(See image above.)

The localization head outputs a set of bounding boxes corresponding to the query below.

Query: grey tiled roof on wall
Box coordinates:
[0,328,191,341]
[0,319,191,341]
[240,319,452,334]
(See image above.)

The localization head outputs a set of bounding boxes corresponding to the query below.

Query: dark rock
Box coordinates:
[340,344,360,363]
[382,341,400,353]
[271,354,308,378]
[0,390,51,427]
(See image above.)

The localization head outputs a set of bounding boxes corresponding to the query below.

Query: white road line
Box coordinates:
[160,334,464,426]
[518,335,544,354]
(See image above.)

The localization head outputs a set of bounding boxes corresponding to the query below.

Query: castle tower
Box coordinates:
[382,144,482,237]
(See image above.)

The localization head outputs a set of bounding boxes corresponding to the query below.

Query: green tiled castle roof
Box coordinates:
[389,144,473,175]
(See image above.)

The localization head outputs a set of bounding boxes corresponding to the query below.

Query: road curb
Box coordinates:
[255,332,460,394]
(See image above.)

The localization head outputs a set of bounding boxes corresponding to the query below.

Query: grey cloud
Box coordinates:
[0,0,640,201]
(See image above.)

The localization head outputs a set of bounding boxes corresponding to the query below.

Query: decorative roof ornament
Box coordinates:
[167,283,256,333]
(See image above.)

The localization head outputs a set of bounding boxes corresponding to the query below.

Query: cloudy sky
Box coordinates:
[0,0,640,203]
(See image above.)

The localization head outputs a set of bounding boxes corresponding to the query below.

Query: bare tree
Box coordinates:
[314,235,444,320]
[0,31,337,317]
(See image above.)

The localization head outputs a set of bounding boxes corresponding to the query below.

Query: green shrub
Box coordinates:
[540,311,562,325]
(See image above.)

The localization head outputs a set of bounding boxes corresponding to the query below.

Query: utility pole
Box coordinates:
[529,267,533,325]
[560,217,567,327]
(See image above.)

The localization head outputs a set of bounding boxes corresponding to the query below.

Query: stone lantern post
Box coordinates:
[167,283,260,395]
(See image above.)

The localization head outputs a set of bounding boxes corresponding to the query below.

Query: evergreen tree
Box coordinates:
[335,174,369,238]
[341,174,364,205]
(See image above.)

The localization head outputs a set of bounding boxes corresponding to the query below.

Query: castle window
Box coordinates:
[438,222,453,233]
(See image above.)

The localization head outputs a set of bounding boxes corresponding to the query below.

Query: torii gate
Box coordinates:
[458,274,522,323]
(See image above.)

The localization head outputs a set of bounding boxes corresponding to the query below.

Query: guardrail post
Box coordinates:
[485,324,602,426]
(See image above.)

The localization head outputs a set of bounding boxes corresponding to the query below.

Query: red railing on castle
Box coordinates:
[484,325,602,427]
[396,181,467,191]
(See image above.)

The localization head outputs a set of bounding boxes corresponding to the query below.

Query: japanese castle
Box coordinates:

__________________________________________________

◆ Task to carry out ◆
Can you lay out the data above as a numbered list, starting at its first line and ending at the line containing "[518,335,544,354]" (both included), with blank lines left out?

◆ Answer to this exercise ◆
1. (See image above.)
2. The localization head outputs a set of bounding boxes corresponding to the query below.
3. Query: grey tiled roof on wall
4. Box coordinates:
5. [0,328,191,341]
6. [0,319,191,341]
7. [240,319,452,334]
8. (See image above.)
9. The localization head outputs a set of bounding boxes corresponding to the query below.
10. Query: dark rock
11. Box coordinates:
12. [340,344,360,363]
13. [382,341,400,353]
14. [271,354,308,378]
15. [0,390,51,427]
16. (See image above.)
17. The localization head outputs a set of bounding boxes corresponding to the query below.
18. Query: white road line
19. Box coordinates:
20. [160,334,464,426]
21. [518,335,544,354]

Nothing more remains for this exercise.